Pull out each line of the listing below that contains the word "Record".

MATERIAL SUPPLIED:

* * * * * * * * *

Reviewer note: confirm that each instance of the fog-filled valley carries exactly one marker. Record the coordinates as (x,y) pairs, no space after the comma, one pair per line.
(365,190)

* * * * * * * * *

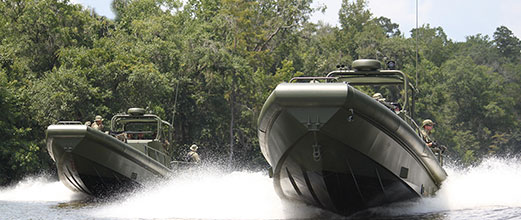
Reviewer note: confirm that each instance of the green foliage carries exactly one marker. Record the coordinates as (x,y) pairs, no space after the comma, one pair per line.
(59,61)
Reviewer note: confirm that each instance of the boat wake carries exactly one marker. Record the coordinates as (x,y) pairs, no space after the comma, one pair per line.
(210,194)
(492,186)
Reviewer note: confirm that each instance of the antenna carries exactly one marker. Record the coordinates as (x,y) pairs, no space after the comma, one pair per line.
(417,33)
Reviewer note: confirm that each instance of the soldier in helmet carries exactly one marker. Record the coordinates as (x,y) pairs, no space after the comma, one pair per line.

* * * * * * * * *

SOLUTION TO THIS PROBLEM:
Reviewer note: confirm that each instance of the fog-filled valley carries exactly one marker. Record the coordinates as (x,y) pairs, no space after the comma, one pair per line.
Reviewer note: confirm that each instance of the green foliage carries exactly one marker. Record the coordinates as (x,y) pairs, no space after the comma, one pair per line.
Reviewer note: confirm that each instance of the boat wake carries exactly one marker. Record the coordinates as (x,y) pairs, no space after the comma, one pair per line.
Reviewer note: confirm that each instance of the antenna carries exactly one marker. Record the coordinates as (x,y) pairs, no space after the comma, one pair per line.
Reviewer note: confirm that each instance of the soldier in helmet carries exactly one marker. Record the coordinates as (x,y) pairs, no space after the comma, one pair per line.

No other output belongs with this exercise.